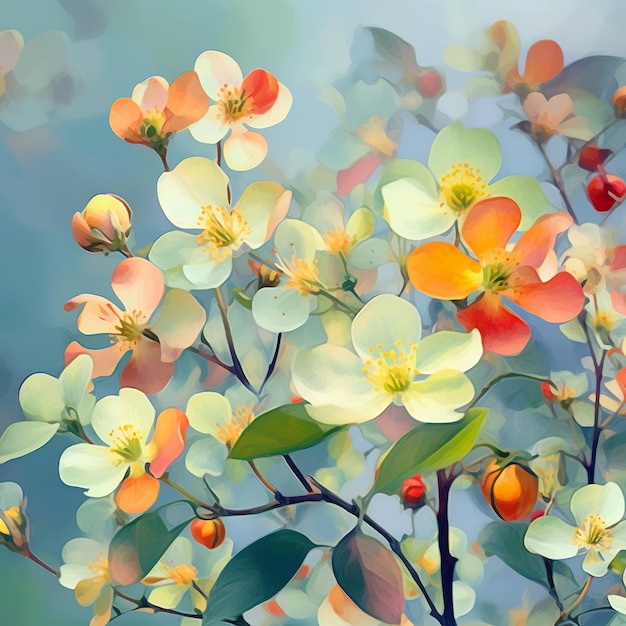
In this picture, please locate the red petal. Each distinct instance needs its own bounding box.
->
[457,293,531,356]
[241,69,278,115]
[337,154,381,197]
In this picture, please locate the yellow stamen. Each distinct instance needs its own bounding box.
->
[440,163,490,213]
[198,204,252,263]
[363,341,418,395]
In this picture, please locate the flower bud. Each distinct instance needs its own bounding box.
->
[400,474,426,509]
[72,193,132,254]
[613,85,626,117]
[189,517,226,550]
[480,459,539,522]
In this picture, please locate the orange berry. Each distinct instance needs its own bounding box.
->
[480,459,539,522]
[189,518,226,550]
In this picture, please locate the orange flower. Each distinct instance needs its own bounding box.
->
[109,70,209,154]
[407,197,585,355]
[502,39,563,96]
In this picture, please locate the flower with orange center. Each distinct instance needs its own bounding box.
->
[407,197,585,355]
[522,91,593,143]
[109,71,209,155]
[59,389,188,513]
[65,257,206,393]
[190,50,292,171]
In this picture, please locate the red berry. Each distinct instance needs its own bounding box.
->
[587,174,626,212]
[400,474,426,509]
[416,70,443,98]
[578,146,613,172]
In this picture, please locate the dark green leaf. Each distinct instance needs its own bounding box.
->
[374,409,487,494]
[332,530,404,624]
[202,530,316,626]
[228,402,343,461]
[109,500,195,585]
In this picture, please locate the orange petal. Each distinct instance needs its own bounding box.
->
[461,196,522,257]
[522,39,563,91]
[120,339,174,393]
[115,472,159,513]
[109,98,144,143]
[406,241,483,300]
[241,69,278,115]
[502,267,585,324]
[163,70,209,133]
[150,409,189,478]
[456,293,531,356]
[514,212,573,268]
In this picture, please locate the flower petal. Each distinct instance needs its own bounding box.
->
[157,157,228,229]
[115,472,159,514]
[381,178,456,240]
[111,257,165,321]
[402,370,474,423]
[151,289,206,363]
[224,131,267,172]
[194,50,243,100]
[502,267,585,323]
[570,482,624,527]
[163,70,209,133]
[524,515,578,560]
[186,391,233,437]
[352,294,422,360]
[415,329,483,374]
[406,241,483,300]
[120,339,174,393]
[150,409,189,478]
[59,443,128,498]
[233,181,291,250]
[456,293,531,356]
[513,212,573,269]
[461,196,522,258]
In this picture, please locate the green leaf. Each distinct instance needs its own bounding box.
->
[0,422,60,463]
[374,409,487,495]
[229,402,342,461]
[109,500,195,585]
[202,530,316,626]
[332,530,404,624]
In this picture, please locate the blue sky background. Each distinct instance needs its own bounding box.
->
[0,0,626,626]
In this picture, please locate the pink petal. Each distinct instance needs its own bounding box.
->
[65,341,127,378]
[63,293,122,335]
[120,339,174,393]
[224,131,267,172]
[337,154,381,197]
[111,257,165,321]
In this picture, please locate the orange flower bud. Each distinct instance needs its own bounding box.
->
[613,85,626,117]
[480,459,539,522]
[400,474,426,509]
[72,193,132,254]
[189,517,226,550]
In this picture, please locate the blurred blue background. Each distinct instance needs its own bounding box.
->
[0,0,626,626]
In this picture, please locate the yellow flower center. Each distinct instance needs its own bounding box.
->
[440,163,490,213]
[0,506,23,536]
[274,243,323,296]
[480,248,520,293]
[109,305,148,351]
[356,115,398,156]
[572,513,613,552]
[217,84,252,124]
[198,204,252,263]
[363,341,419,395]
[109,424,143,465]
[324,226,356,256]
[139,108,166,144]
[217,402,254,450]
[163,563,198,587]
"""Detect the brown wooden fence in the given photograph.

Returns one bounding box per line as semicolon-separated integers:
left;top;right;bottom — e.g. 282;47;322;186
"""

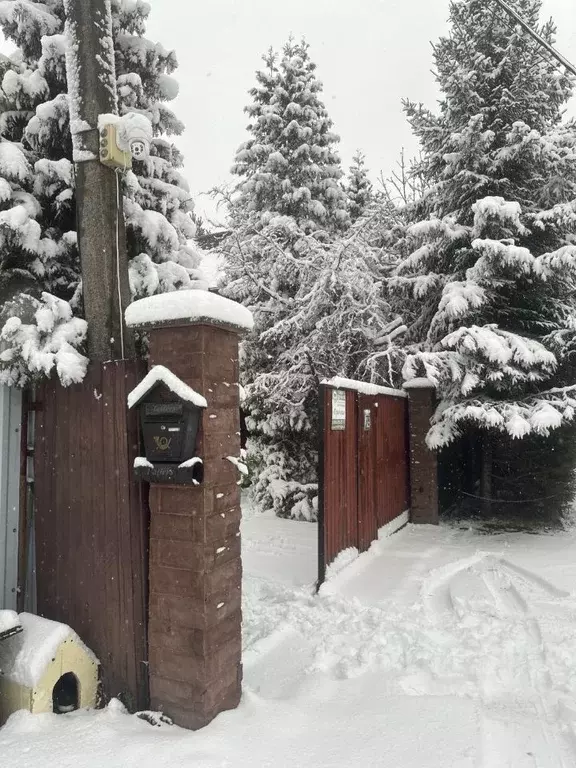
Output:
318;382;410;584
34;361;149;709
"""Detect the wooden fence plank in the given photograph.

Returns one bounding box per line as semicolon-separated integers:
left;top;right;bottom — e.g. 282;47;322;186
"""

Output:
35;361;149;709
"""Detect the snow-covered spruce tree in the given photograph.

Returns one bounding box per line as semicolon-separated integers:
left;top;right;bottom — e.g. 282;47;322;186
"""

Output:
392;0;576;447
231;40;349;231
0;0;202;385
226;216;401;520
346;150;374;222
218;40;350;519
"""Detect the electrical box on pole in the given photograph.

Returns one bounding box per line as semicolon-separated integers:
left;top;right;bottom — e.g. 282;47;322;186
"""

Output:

::::::::::

COSA SI CHIEDE:
Riscrivi per intero le righe che vanno dall'inizio dei record fino alla riga che contiene "[514,212,573,268]", senza ometterne nessuna e spostando di 39 ogni coordinata dei riquadri nelle risposte. Lascia fuori le immagini.

RISULTATO:
In this picture, please locate the red petal. Each distinct instance needs its own bounding box.
->
[496,332,570,395]
[280,108,317,154]
[376,193,420,236]
In this picture, please locate the yellow stamen. Each distinct instance needs its own bounding box.
->
[479,202,529,252]
[237,243,291,302]
[402,380,457,434]
In this picture, please locate the flower bud. Each distinct instance needs its own bounding box.
->
[439,513,465,548]
[111,232,171,293]
[652,124,665,156]
[228,556,265,589]
[519,498,578,561]
In this picture, please locate the orange berry. Each distinct instance needs its own bounding box.
->
[519,498,578,561]
[228,557,265,589]
In this picture, please locate the orange flower. Each distinct instance needs its own bounding box.
->
[148,109,248,193]
[446,236,624,394]
[541,78,602,135]
In this picture, please locate the flower with orange center. Each distinct instance needs its own bounding box.
->
[446,236,624,394]
[561,130,632,182]
[148,110,248,194]
[98,428,227,552]
[104,296,245,432]
[229,89,331,210]
In this picture, please locate the red berry. Each distinct instance needs its own bounding box.
->
[626,213,665,251]
[439,513,465,548]
[455,109,482,137]
[617,185,652,211]
In this picture, please locate the dark green leaf. Each distinct instance needs its own bounding box.
->
[413,448,526,533]
[371,569,443,663]
[241,569,355,665]
[267,441,382,500]
[148,539,234,624]
In this picture, please locate the orange petal. Each distinct instance needs its own bounding box.
->
[500,235,561,296]
[561,78,602,130]
[159,378,213,432]
[154,511,198,552]
[148,137,183,182]
[445,280,522,339]
[280,108,317,154]
[541,306,624,363]
[202,109,248,172]
[189,448,228,517]
[495,332,570,395]
[553,251,612,307]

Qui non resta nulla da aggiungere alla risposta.